:: Dataset ::

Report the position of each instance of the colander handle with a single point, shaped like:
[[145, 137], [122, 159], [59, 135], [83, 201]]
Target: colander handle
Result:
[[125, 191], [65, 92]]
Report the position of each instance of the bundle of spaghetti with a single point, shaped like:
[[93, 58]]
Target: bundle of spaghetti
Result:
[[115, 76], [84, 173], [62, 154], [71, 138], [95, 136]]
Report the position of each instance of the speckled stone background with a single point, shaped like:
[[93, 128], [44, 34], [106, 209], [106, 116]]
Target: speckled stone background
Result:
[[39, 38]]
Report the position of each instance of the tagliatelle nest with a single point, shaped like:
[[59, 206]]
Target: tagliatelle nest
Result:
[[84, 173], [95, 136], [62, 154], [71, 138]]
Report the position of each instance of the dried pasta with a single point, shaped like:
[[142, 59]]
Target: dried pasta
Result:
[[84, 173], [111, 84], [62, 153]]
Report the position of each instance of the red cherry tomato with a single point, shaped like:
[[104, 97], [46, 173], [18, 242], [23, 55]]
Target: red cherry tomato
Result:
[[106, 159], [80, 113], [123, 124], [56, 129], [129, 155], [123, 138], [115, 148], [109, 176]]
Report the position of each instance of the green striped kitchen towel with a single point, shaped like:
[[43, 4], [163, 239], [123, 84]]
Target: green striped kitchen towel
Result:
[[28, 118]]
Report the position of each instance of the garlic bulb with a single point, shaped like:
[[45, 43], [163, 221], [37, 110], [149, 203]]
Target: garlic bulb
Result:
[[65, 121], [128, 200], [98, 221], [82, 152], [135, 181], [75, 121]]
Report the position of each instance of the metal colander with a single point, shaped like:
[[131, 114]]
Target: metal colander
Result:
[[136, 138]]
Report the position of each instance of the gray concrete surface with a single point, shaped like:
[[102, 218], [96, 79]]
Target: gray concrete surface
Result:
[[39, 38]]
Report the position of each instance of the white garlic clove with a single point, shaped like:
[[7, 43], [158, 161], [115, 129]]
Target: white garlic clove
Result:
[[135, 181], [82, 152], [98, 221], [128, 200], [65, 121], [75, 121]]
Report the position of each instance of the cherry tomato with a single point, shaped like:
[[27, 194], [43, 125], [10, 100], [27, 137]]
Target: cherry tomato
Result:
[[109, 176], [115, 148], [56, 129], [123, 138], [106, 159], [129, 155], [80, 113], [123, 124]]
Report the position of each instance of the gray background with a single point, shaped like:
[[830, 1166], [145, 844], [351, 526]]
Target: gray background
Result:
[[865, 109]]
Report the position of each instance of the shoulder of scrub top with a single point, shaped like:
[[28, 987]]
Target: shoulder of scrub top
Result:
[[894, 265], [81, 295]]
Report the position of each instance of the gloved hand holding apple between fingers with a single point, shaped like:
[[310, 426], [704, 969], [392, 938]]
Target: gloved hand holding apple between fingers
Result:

:: What is needed ::
Rewrite all the records above, swapping every "with a single point" for "as one point" and leaving everything else unchanged.

:: Reply ::
Report the position of each instance of the colander handle as one point, shaped like:
[[145, 137], [122, 159], [59, 135], [83, 201]]
Target: colander handle
Result:
[[125, 191], [65, 92]]
Report the position of each instance of the bundle of spaghetti as one point, shaped like:
[[93, 58]]
Target: bundle of spaghetti
Result:
[[115, 76], [84, 173], [62, 154], [71, 138], [95, 136]]
Report the position of each instance of the speckled stone background as one point, shaped like:
[[93, 128], [44, 34], [106, 209], [106, 116]]
Target: speckled stone background
Result:
[[39, 38]]
Report the position of each instance of the tagliatelle nest as one point, shaped like:
[[59, 206]]
Target: tagliatelle nest
Result:
[[84, 173], [95, 136], [62, 154], [71, 138]]
Report the position of each instance of the dried pasta as one point, shaped like:
[[142, 59]]
Target: dried pasta
Result:
[[84, 173], [111, 84], [62, 153]]
Report the position of each instance of the red cherry tomato as one point, shaped like:
[[104, 97], [46, 173], [18, 242], [23, 55]]
Target: red cherry tomato
Result:
[[106, 159], [80, 113], [123, 124], [56, 129], [129, 155], [123, 138], [115, 148], [109, 176]]
Report the position of each instance of the green striped kitchen towel as one point, shaped like:
[[43, 4], [163, 239], [123, 84]]
Target: green striped kitchen towel
Result:
[[28, 118]]
Report the position of each instance of the garlic bulb as one point, shaped like:
[[45, 43], [163, 221], [37, 110], [149, 203]]
Target: garlic bulb
Result:
[[65, 121], [128, 200], [98, 221], [82, 152], [135, 181], [75, 121]]
Report the position of each instance of the metal colander as one point, shaped like:
[[131, 114]]
Target: metal colander
Result:
[[136, 138]]
Report the position of each instance of the gray concrete surface as one point, shaped like:
[[102, 218], [96, 79]]
Target: gray concrete surface
Result:
[[39, 38]]
Report the position of each instance of the white garlic clove as one point, shaped like:
[[7, 43], [158, 161], [115, 129]]
Target: white garlic clove
Result:
[[135, 181], [82, 152], [98, 221], [128, 200], [65, 121], [75, 121]]
Report the position of each instance of the cherry tomato as one point, shaped like:
[[27, 194], [43, 125], [10, 100], [27, 137]]
Target: cherry tomato
Result:
[[109, 176], [115, 148], [56, 129], [123, 138], [106, 159], [129, 155], [80, 113], [123, 124]]
Report the position of each instance of the gray background as one point, shaped like:
[[830, 1166], [145, 844], [351, 526]]
Target: gray background
Result:
[[865, 109]]
Report the position of each instance of the shoulder of scrub top as one point, shaped like:
[[28, 987]]
Target: shoulder of scrub top
Result:
[[894, 265], [81, 295]]
Report the position of each instance of the gloved hand holding apple between fingers as one point, shaped like:
[[310, 426], [704, 969], [392, 938]]
Target: gloved hand holding apple between fingers
Result:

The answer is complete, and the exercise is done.